In the passage on sport below, what does the ethics of sport imply? Please answer in one sentence.

**Selected extract:**
*** Begin section ***

The individual and social impact of sport should not be underestimated. Sport can manipulate fitness and health in positive ways and can be an area of moral education, the development of community values, and social integration. It can also help identity construction at local, national, and international levels. However, sport can also be a source of problems. College sport can be cynical and socially exclusive fitness and exercise cultures may exacerbate problematic body ideals, and elite sport sometimes struggles with high gender, racial disparity, aggression as well as doping or substance use (Vajiala, Epuran, Stanescu, Potzaichin, & Berbecaru, 2010).

However, it should be noted that institutions also strive for unique identities that will attract prospective students from a different cultures. The friendly sporting competition among athletes from a different ethnic background, not only promotes multiculturalism and closeness among athletes it also creates race and gender disparity as well as the use of illicit substances among the athletes.

The increase in substance use, gender disparity, and multiculturalism

The increase of substance use, gender disparity, and multiculturalism (Hirko, 2009) in college sporting activities is part of a long-term process of increasing access, its ramification only gradually unfolding (Castaneda, Katsinas, & Hardy, 2008). The dimension today is more complex than several decades ago, but probably will develop further in the future.

The ethics of sport

The ethics of sport implies systematic and critical reflection upon the norms and values of sport. A system of sports ethics should not only articulate and define key norms and values, but also illuminate the tensions arising in practice and suggest proposals to deal with them.

*** End section ***

**Natural-language object grounding data:**
*** Begin section ***

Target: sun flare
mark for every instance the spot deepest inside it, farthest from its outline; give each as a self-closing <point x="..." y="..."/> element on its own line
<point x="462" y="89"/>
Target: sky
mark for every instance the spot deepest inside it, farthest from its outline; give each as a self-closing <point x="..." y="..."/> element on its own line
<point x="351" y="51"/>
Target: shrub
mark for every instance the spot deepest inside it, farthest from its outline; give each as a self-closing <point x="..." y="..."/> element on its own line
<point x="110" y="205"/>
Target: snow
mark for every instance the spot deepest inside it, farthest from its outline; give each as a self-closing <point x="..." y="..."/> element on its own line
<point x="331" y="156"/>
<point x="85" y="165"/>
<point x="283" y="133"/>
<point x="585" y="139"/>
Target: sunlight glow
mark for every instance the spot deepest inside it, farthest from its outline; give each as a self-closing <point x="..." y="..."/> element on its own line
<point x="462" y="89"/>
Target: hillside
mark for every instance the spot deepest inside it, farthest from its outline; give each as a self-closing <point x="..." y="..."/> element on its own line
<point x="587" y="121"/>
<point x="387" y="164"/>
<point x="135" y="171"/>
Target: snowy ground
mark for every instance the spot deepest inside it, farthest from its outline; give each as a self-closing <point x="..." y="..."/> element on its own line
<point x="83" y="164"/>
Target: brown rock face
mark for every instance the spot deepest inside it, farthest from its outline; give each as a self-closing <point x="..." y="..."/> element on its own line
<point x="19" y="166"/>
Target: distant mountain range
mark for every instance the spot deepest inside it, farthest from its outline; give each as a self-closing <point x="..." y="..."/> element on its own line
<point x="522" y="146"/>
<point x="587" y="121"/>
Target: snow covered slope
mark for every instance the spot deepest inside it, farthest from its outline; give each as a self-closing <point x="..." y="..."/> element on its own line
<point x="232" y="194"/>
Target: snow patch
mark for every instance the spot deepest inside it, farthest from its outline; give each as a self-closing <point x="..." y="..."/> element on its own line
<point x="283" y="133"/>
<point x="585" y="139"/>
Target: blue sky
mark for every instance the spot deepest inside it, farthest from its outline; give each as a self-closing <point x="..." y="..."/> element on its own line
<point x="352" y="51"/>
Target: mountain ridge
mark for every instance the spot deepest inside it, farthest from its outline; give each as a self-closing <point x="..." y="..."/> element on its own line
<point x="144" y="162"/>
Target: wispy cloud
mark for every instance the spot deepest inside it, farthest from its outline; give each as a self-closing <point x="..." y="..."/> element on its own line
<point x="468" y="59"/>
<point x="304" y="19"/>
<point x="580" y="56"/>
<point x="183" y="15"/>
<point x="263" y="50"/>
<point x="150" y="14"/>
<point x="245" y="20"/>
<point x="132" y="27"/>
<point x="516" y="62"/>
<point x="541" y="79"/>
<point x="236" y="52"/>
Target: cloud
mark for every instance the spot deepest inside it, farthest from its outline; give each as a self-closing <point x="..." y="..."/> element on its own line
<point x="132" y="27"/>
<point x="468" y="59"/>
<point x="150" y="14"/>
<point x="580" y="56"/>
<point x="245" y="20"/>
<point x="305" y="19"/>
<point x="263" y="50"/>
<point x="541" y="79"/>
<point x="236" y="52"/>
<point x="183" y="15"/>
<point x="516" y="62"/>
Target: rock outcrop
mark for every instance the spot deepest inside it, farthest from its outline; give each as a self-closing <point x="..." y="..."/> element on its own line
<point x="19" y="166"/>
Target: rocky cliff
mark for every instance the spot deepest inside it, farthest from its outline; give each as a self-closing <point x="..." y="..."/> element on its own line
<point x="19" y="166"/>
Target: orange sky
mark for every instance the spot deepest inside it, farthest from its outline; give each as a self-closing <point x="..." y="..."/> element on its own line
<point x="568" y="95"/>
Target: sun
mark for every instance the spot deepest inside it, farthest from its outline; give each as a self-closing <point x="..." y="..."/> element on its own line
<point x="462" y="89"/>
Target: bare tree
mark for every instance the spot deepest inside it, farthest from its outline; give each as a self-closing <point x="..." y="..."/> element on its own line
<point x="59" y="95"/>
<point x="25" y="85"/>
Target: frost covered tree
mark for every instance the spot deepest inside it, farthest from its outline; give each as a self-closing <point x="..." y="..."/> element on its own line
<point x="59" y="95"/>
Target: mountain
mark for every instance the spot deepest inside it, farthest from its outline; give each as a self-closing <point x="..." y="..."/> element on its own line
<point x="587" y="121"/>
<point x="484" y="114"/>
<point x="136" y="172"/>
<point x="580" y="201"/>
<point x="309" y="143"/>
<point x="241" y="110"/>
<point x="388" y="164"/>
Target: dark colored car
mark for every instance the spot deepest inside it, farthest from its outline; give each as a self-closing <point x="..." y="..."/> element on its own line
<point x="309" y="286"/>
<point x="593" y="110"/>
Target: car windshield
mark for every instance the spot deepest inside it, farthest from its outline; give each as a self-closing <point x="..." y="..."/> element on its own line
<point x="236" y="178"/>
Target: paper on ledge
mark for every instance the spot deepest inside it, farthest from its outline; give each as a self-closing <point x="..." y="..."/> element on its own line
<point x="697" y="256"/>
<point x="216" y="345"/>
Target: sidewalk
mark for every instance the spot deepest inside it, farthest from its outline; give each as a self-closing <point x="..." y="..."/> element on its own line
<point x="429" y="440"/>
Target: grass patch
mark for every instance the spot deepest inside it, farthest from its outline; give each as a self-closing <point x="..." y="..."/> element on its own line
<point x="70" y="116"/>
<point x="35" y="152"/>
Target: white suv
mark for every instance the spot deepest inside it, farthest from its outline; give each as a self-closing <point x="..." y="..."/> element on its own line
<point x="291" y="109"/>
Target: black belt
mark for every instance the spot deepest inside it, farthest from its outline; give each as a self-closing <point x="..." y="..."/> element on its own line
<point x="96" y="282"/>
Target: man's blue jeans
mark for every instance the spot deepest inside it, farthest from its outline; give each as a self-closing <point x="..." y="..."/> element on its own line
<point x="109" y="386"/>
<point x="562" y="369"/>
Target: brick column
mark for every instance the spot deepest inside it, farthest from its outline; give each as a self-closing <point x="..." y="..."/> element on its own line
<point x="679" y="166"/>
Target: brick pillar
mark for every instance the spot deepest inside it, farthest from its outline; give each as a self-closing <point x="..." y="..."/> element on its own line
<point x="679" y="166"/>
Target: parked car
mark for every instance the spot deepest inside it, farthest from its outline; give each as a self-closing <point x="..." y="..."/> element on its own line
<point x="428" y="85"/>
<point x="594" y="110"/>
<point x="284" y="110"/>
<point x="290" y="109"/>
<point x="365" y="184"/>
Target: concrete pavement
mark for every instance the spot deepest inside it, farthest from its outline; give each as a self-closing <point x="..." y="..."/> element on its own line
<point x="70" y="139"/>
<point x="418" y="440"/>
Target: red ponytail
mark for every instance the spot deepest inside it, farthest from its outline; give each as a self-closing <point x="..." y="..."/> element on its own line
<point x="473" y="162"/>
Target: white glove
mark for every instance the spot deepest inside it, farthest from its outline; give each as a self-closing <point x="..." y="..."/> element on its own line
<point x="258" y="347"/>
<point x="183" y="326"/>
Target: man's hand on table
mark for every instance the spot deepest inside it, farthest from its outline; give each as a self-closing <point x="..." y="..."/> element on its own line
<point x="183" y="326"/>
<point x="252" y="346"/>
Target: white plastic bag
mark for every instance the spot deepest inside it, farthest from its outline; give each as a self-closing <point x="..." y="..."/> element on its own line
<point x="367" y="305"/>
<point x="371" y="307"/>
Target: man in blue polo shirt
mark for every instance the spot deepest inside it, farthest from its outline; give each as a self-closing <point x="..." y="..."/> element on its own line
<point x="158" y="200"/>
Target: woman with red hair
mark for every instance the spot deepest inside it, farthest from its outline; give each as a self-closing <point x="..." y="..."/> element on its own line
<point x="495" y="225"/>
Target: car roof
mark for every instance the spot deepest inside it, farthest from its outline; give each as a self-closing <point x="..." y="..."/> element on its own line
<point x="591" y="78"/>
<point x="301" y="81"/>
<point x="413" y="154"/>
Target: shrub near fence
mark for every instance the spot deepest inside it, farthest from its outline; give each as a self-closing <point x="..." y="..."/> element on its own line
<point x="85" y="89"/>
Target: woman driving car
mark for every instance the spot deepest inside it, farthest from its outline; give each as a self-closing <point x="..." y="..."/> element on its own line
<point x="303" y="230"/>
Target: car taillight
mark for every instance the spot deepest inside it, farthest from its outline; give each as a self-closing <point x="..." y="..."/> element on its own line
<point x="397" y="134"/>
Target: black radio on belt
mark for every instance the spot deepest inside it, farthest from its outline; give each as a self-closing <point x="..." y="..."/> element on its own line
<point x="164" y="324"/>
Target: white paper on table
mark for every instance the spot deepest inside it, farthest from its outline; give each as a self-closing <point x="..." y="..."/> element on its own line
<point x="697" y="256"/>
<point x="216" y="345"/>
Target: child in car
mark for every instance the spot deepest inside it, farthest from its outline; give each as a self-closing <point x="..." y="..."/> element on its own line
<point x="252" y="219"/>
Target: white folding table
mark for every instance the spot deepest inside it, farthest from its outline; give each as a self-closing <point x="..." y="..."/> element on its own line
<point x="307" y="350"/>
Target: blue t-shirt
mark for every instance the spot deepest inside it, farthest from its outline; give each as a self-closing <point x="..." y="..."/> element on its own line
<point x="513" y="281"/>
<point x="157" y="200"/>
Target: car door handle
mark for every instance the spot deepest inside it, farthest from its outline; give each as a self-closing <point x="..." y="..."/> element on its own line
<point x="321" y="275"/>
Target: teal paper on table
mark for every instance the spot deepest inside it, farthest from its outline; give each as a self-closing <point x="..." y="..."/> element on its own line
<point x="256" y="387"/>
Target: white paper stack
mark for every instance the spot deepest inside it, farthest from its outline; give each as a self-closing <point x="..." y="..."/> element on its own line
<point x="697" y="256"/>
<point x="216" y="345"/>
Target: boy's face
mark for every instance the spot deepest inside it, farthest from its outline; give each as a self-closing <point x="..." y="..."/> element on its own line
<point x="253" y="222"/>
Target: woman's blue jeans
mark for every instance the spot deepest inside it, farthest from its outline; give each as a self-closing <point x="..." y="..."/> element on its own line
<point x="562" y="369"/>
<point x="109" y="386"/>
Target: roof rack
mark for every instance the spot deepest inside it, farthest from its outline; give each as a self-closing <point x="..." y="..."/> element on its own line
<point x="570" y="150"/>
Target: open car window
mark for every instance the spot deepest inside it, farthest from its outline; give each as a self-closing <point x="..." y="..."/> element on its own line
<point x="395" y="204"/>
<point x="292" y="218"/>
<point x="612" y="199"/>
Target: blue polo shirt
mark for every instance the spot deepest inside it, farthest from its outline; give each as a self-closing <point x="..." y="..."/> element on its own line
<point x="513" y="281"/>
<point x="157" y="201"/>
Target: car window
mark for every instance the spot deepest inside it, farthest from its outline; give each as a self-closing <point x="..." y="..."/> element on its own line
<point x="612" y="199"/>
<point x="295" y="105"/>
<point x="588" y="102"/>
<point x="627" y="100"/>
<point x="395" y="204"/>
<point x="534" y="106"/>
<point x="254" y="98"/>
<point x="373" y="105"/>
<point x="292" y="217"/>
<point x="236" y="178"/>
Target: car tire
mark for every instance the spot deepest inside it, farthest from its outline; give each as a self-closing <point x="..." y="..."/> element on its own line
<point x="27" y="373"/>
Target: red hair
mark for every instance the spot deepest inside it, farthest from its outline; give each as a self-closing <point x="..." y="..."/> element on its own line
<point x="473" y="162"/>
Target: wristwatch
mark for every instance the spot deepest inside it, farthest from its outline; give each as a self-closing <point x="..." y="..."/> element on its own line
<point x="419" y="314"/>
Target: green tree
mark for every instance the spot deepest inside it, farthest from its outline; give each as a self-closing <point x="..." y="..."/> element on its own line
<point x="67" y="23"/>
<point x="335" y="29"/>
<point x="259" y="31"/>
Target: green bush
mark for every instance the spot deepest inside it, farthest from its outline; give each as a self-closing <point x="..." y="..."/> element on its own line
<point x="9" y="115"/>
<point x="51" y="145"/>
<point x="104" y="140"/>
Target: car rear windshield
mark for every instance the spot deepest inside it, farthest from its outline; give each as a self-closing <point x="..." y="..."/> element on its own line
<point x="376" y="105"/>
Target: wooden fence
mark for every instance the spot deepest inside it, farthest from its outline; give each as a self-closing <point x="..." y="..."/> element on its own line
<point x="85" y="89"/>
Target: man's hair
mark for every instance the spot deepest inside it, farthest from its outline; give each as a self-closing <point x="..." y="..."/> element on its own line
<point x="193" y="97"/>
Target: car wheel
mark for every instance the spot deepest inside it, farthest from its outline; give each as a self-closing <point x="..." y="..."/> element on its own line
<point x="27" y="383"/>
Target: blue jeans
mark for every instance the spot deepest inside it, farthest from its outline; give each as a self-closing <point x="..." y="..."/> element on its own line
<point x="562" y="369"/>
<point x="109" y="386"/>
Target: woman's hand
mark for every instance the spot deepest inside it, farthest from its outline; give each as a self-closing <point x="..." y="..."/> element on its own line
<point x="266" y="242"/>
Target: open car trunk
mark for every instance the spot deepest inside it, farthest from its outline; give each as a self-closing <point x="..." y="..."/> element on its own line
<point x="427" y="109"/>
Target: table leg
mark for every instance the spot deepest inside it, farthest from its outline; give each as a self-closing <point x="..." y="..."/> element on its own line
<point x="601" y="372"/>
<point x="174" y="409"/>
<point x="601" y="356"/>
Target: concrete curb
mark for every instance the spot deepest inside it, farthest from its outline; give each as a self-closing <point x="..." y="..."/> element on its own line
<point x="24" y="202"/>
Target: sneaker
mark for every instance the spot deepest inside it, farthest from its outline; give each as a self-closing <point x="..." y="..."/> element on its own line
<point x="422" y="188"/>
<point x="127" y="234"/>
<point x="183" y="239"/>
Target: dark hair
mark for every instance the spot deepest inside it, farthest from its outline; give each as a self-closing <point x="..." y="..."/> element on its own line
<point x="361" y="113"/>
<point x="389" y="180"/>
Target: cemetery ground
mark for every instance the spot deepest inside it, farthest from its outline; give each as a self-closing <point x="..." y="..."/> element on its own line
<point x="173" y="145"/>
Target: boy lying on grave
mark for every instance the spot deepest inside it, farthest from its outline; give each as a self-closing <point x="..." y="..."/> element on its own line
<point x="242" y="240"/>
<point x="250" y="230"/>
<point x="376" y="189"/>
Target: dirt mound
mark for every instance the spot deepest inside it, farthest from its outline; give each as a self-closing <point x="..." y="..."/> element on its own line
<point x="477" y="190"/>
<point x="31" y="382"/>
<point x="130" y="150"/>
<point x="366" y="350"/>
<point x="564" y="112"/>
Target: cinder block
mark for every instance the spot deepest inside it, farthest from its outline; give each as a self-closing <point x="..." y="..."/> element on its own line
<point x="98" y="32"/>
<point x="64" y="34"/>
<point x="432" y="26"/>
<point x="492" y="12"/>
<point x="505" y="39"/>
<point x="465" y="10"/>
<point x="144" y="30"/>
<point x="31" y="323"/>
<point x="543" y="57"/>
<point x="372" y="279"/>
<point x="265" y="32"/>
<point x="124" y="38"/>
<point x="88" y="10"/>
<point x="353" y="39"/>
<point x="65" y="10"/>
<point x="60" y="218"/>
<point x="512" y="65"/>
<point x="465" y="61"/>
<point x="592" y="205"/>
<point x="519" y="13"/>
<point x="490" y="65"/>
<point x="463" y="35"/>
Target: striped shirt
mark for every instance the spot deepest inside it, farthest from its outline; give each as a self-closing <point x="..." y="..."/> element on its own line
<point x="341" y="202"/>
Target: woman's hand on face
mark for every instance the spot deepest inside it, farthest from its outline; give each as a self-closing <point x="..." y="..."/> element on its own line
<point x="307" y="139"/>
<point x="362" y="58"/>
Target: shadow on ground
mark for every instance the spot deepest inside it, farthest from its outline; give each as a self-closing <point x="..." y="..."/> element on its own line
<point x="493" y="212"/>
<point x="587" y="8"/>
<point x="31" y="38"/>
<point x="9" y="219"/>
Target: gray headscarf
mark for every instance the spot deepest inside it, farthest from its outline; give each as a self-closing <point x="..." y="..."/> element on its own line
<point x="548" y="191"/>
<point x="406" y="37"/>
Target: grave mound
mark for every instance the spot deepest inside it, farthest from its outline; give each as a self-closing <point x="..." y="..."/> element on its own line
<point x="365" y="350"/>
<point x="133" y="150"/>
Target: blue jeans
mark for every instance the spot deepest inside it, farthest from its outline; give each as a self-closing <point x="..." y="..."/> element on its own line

*** End section ***

**Exercise response:**
The ethics of sport implies systematic and critical reflection upon the norms and values of sport.